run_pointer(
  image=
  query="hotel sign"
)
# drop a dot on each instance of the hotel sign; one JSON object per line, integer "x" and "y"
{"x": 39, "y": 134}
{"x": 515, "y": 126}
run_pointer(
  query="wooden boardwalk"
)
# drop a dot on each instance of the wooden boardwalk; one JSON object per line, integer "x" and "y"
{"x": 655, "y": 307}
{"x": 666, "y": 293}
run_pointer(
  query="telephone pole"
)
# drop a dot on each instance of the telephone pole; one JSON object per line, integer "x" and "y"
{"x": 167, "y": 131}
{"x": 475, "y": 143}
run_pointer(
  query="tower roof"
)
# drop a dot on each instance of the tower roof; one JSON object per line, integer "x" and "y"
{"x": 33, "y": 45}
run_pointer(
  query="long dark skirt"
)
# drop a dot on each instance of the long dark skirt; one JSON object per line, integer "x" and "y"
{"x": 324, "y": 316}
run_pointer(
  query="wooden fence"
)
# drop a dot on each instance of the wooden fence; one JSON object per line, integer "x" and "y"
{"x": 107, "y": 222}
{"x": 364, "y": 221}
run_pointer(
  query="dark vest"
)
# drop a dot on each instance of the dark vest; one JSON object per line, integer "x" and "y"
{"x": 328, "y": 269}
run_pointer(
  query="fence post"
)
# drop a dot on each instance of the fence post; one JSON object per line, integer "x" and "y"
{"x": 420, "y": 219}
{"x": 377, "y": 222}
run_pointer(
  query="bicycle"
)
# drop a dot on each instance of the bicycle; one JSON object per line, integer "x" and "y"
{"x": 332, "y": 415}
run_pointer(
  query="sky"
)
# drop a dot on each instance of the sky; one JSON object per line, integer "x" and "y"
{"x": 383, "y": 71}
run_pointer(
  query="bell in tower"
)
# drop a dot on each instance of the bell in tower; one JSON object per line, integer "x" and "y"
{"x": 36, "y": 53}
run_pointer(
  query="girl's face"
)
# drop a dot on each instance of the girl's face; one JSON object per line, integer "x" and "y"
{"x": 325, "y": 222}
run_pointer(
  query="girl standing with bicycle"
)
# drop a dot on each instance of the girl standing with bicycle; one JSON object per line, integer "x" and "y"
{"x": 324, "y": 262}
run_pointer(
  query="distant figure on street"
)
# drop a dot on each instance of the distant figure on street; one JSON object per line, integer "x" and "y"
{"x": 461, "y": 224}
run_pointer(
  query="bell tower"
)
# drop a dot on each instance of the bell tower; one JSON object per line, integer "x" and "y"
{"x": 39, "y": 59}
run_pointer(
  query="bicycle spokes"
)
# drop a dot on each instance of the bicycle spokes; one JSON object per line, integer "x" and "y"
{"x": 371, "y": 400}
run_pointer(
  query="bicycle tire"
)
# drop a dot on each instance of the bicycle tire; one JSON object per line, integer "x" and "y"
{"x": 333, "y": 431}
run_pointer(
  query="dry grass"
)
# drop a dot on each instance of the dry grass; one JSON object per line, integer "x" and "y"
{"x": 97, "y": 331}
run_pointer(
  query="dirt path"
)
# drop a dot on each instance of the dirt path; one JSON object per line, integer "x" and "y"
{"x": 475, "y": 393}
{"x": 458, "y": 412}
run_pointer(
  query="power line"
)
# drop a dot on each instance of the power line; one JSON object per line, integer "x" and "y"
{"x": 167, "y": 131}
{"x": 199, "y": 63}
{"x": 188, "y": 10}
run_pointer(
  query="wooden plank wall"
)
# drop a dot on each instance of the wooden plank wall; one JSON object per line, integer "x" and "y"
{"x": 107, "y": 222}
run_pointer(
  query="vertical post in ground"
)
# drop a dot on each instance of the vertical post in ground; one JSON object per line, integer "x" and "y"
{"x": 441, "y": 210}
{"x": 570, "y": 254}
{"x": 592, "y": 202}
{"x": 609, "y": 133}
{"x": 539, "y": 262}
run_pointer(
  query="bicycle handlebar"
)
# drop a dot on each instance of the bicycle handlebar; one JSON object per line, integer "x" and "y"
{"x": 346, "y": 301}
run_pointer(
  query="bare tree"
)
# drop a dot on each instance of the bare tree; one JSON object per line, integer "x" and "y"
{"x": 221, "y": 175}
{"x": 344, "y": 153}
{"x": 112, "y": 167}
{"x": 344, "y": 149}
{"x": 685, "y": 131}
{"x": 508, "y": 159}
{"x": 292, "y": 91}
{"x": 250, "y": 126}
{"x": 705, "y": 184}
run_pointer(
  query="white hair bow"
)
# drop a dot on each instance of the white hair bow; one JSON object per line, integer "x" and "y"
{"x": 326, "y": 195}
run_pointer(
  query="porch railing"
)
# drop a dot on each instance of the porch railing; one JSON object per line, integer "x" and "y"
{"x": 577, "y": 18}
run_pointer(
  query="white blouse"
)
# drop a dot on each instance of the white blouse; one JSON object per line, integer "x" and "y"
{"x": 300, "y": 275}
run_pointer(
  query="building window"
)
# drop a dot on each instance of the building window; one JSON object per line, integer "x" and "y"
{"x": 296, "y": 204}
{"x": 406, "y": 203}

+ + + + +

Write the whole listing out again. Keep every line exactly as it is.

run_pointer(
  image=
  query="hotel sign"
)
# drop a dot on each instance of the hotel sign; one JSON object per line, integer "x" and "y"
{"x": 39, "y": 134}
{"x": 515, "y": 126}
run_pointer(
  query="wooden boardwalk"
)
# drop a dot on each instance of the wooden boardwalk; one JSON object per line, integer "x" and "y"
{"x": 655, "y": 307}
{"x": 666, "y": 293}
run_pointer(
  query="telephone pole"
)
# drop a dot on each instance of the telephone pole; one JSON object per line, integer "x" and "y"
{"x": 167, "y": 131}
{"x": 475, "y": 143}
run_pointer(
  query="tower roof"
)
# drop a dot on each instance of the tower roof; one JSON object per line, integer "x" and "y"
{"x": 33, "y": 45}
run_pointer(
  query="long dark skirt"
)
# drop a dot on each instance of the long dark skirt; one JSON object per line, integer "x" and "y"
{"x": 324, "y": 316}
run_pointer(
  query="wooden fence"
)
# drop a dot on each instance of the wooden fence; one JSON object per line, integer "x" and "y"
{"x": 107, "y": 222}
{"x": 364, "y": 221}
run_pointer(
  query="dark vest"
)
# drop a dot on each instance of the dark vest; one JSON object per line, integer "x" and "y"
{"x": 328, "y": 269}
run_pointer(
  query="fence post"
)
# drop a dot on each instance of the fence post; one JSON object per line, integer "x" and "y"
{"x": 420, "y": 219}
{"x": 377, "y": 222}
run_pointer(
  query="bicycle"
)
# drop a dot on each instance of the bicycle; one JSON object per line, integer "x" and "y"
{"x": 332, "y": 415}
run_pointer(
  query="sky"
)
# drop a dot on each instance of the sky; one JSON object per line, integer "x" and "y"
{"x": 383, "y": 71}
run_pointer(
  query="bell in tower"
)
# drop a dot on each instance of the bell in tower; one JSON object per line, integer "x" and "y"
{"x": 36, "y": 53}
run_pointer(
  query="girl's face"
)
# drop a dot on each instance of the girl's face; one JSON object per line, integer "x" and "y"
{"x": 325, "y": 222}
run_pointer(
  query="girl standing with bicycle"
)
# drop a dot on each instance of the girl standing with bicycle; one JSON object per line, integer "x" and "y"
{"x": 324, "y": 262}
run_pointer(
  query="distant figure on street"
)
# drop a dot on each instance of the distant figure on street; one JSON object per line, integer "x" and "y"
{"x": 461, "y": 224}
run_pointer(
  query="bell tower"
)
# drop a dot on each instance of the bell tower; one JSON object per line, integer "x" and "y"
{"x": 39, "y": 59}
run_pointer(
  query="bicycle spokes"
)
# drop a dot on each instance of the bicycle spokes; one JSON object per line, integer "x" and "y"
{"x": 371, "y": 400}
run_pointer(
  query="bicycle tire"
)
# drop a dot on each instance of the bicycle tire; one JSON object per line, integer "x" and "y"
{"x": 333, "y": 431}
run_pointer(
  query="dry grass"
)
# drop a dot on each instance of the dry grass; one JSON object per line, integer "x" and "y"
{"x": 97, "y": 331}
run_pointer(
  query="dirt path"
)
# drop a dot on each instance of the dirt path; one JSON object per line, integer "x" and "y"
{"x": 475, "y": 393}
{"x": 458, "y": 412}
run_pointer(
  query="power line"
)
# drop a dot on each instance of the power line; one JSON object per line, integer "x" and "y"
{"x": 167, "y": 131}
{"x": 199, "y": 63}
{"x": 188, "y": 10}
run_pointer(
  query="wooden plank wall"
)
# drop a dot on each instance of the wooden plank wall; one JSON object per line, integer "x" and "y"
{"x": 107, "y": 222}
run_pointer(
  query="vertical post in ground"
)
# drop a dot on each instance of the vertical post in ground; one JSON object per line, integer "x" and "y"
{"x": 441, "y": 210}
{"x": 570, "y": 254}
{"x": 592, "y": 202}
{"x": 609, "y": 133}
{"x": 539, "y": 262}
run_pointer(
  query="bicycle handlebar"
)
# drop a dot on each instance of the bicycle handlebar; one JSON object per line, integer "x" and "y"
{"x": 346, "y": 301}
run_pointer(
  query="bare tree"
)
# drop a dot on each instance of the bare tree; one JSON object per line, integer "x" and "y"
{"x": 221, "y": 175}
{"x": 344, "y": 153}
{"x": 112, "y": 167}
{"x": 344, "y": 149}
{"x": 685, "y": 131}
{"x": 508, "y": 159}
{"x": 292, "y": 91}
{"x": 250, "y": 126}
{"x": 705, "y": 184}
run_pointer(
  query="white hair bow"
)
# drop a dot on each instance of the white hair bow; one JSON object per line, integer "x" and "y"
{"x": 326, "y": 195}
run_pointer(
  query="porch railing"
)
# drop a dot on each instance of the porch railing; one JSON object per line, integer "x" and "y"
{"x": 577, "y": 18}
run_pointer(
  query="white blouse"
)
# drop a dot on each instance of the white blouse; one JSON object per line, integer "x" and "y"
{"x": 300, "y": 275}
run_pointer(
  query="building window"
)
# drop a dot on each instance of the building window; one JSON object per line, integer "x" and "y"
{"x": 296, "y": 204}
{"x": 406, "y": 203}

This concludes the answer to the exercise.